◆ STATED GOAL: Identify each line in the records below that contains the string "lane", and copy every such line in full. Matching is case-sensitive.

--- --- ---

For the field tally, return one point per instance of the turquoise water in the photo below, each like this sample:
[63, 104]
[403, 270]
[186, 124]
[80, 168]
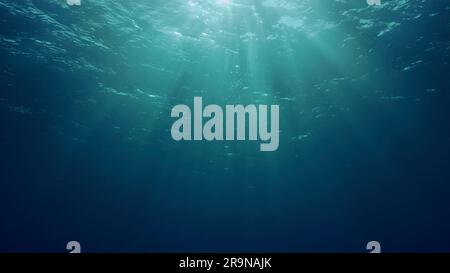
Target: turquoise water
[87, 153]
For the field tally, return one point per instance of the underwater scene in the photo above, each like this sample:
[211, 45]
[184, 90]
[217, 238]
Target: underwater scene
[118, 130]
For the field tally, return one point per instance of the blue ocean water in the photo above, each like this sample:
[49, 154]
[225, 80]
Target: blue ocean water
[87, 155]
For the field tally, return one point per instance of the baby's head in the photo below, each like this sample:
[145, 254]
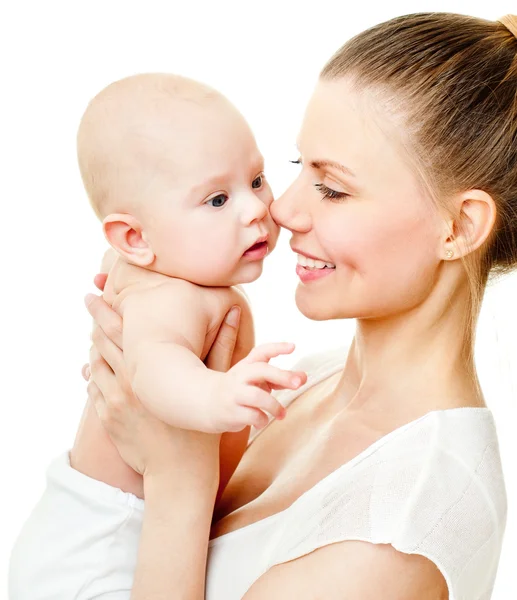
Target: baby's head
[173, 171]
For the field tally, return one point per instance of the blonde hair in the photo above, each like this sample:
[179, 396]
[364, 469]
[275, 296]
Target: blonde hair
[453, 80]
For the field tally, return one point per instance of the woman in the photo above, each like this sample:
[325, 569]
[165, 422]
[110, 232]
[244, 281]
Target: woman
[384, 481]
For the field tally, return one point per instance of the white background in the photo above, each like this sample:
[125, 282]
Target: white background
[265, 56]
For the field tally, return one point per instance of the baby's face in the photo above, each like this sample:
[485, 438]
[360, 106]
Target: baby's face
[205, 204]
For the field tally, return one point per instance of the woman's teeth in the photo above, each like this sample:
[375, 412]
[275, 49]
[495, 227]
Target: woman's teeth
[310, 263]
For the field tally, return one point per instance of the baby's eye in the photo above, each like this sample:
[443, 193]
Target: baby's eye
[257, 182]
[218, 201]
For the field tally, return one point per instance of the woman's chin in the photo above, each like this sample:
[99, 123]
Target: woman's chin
[313, 307]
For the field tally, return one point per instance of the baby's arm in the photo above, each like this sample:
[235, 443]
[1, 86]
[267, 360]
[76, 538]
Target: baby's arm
[164, 334]
[164, 331]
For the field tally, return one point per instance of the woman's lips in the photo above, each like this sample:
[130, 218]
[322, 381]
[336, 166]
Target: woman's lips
[307, 275]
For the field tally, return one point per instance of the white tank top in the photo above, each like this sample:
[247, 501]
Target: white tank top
[432, 487]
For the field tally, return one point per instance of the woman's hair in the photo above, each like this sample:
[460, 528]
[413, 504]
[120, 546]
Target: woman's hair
[452, 79]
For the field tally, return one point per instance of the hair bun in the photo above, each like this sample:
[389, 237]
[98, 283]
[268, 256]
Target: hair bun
[510, 22]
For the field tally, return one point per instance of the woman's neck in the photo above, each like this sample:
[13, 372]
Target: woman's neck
[417, 361]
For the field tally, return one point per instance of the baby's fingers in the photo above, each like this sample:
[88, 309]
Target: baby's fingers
[276, 378]
[257, 398]
[266, 352]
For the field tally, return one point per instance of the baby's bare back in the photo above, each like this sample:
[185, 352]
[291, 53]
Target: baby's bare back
[93, 452]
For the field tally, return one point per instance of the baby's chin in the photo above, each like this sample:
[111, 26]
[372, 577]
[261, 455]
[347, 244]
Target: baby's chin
[247, 273]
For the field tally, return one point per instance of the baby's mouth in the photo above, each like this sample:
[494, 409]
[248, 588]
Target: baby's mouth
[257, 246]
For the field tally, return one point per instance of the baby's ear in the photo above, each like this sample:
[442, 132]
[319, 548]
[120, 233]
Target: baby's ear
[126, 236]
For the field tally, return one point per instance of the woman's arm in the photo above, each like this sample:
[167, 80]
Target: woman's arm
[180, 470]
[174, 540]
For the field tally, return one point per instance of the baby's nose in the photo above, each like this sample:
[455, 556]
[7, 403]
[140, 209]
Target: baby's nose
[254, 210]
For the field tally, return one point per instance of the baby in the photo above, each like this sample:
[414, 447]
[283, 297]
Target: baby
[173, 171]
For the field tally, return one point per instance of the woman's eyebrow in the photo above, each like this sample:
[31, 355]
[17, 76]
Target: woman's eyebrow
[318, 164]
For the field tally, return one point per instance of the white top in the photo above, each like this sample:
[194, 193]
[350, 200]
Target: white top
[432, 487]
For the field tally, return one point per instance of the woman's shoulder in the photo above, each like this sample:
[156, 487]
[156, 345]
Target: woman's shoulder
[433, 487]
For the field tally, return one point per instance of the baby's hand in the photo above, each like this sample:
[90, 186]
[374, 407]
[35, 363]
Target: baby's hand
[245, 391]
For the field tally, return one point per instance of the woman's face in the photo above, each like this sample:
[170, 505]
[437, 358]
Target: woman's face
[358, 206]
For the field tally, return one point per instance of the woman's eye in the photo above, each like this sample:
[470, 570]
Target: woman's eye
[257, 182]
[330, 194]
[218, 201]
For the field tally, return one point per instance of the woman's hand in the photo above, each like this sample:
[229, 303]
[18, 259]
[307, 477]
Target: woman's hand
[144, 442]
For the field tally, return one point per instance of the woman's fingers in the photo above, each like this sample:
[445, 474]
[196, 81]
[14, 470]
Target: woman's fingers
[220, 356]
[109, 321]
[266, 352]
[95, 395]
[109, 351]
[85, 371]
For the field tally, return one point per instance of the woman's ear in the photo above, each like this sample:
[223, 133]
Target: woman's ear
[126, 236]
[476, 213]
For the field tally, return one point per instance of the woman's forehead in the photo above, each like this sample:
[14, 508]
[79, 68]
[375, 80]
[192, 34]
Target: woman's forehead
[344, 125]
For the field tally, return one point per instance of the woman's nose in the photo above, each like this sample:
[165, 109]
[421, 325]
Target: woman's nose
[289, 212]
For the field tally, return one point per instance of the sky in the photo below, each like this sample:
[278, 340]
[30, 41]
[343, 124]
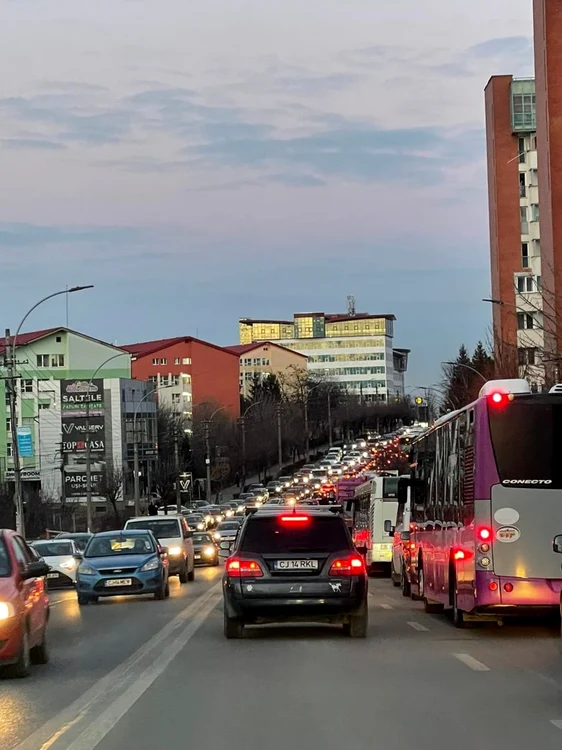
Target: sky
[199, 161]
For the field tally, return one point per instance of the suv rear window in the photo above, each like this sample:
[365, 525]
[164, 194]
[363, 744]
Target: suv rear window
[271, 535]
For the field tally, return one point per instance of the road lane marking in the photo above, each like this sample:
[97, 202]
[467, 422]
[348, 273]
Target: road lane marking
[472, 663]
[418, 626]
[114, 683]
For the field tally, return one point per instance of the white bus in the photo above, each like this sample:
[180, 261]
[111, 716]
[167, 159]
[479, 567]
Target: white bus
[375, 507]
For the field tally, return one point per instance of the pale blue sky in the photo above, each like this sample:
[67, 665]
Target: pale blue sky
[204, 161]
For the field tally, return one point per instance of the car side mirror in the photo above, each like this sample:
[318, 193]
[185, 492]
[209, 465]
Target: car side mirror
[388, 527]
[37, 569]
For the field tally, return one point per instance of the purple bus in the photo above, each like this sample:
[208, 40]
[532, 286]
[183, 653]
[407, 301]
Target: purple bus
[486, 501]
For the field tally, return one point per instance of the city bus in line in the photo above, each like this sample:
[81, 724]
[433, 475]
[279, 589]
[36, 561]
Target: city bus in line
[486, 505]
[375, 508]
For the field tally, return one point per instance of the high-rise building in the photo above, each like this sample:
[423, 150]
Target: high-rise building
[352, 349]
[524, 145]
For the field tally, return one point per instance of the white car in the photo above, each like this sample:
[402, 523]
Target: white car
[173, 533]
[63, 557]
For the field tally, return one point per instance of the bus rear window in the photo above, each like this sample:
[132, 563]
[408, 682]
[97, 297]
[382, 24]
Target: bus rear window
[527, 441]
[390, 488]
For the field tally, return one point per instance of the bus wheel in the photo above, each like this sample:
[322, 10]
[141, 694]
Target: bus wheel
[432, 608]
[406, 588]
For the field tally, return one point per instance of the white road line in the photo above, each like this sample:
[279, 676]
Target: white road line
[472, 663]
[418, 626]
[109, 693]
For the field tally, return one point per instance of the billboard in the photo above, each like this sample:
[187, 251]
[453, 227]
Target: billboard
[82, 404]
[82, 417]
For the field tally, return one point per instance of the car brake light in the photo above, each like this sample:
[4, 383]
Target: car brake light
[294, 519]
[484, 534]
[348, 566]
[243, 569]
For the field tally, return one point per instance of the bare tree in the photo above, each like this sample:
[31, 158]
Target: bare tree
[111, 489]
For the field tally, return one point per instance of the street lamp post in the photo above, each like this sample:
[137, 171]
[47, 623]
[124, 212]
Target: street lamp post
[89, 513]
[11, 346]
[208, 449]
[243, 426]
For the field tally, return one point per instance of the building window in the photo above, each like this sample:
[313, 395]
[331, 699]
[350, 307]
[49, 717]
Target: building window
[521, 150]
[525, 321]
[524, 222]
[527, 356]
[27, 386]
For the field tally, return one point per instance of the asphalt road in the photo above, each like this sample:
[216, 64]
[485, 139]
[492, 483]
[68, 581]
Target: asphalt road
[146, 674]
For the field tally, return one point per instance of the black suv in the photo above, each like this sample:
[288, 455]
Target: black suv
[298, 565]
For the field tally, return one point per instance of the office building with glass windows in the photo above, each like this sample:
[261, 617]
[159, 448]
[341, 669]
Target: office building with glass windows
[352, 349]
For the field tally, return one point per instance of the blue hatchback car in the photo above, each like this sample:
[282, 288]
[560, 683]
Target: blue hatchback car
[117, 563]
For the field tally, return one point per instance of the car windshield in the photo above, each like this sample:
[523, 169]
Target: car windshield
[120, 543]
[54, 549]
[162, 529]
[271, 535]
[5, 565]
[228, 526]
[202, 539]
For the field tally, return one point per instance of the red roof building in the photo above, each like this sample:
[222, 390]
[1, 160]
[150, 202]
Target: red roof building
[212, 372]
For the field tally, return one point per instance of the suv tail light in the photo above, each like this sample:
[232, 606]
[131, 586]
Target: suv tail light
[243, 568]
[349, 566]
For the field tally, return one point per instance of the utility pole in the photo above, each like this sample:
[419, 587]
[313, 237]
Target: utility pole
[208, 457]
[306, 435]
[279, 438]
[330, 418]
[136, 470]
[89, 510]
[11, 385]
[177, 463]
[243, 426]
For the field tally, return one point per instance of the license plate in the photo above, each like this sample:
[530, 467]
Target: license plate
[119, 582]
[296, 565]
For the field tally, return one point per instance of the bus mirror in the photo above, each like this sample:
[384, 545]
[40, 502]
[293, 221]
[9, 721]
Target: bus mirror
[402, 494]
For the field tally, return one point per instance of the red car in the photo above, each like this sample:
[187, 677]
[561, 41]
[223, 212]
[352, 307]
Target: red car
[24, 605]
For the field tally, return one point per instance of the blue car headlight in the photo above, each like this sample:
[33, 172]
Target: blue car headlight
[86, 570]
[152, 564]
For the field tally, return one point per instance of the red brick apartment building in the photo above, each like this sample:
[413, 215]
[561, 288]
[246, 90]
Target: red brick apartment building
[524, 145]
[196, 371]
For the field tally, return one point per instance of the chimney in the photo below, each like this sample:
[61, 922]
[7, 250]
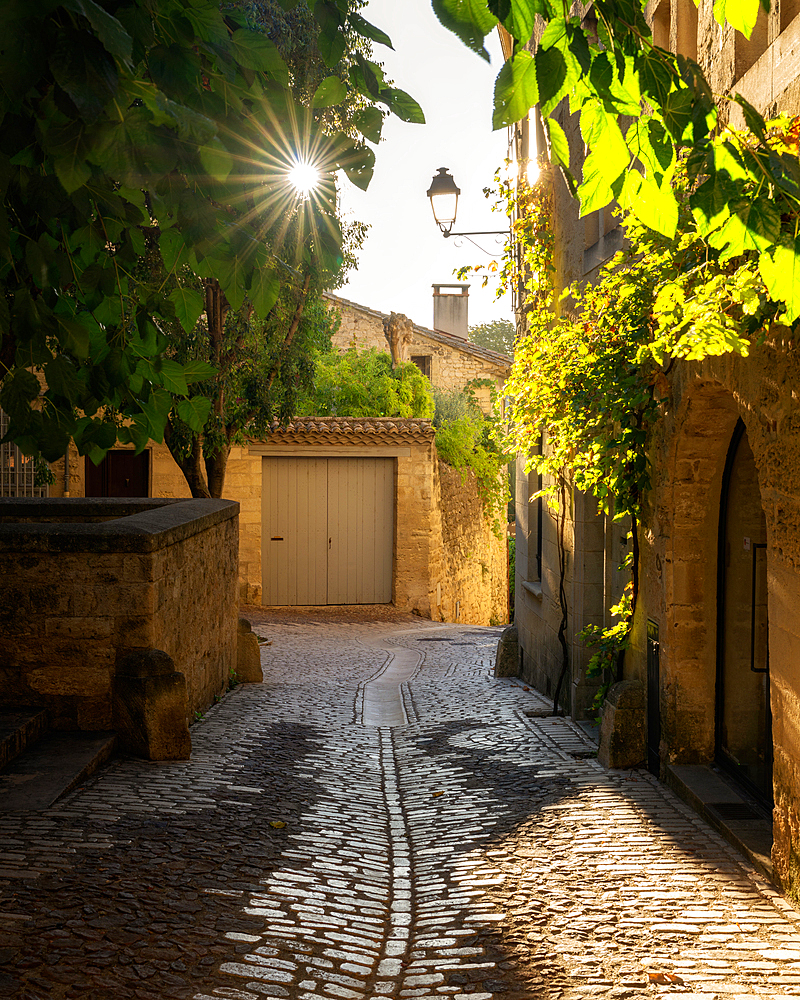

--- --- ---

◆ RESULT OF THE EXERCISE:
For the field tally, return one point per instance of the road lane marking in the photo above, each like this sample:
Target: road lane marking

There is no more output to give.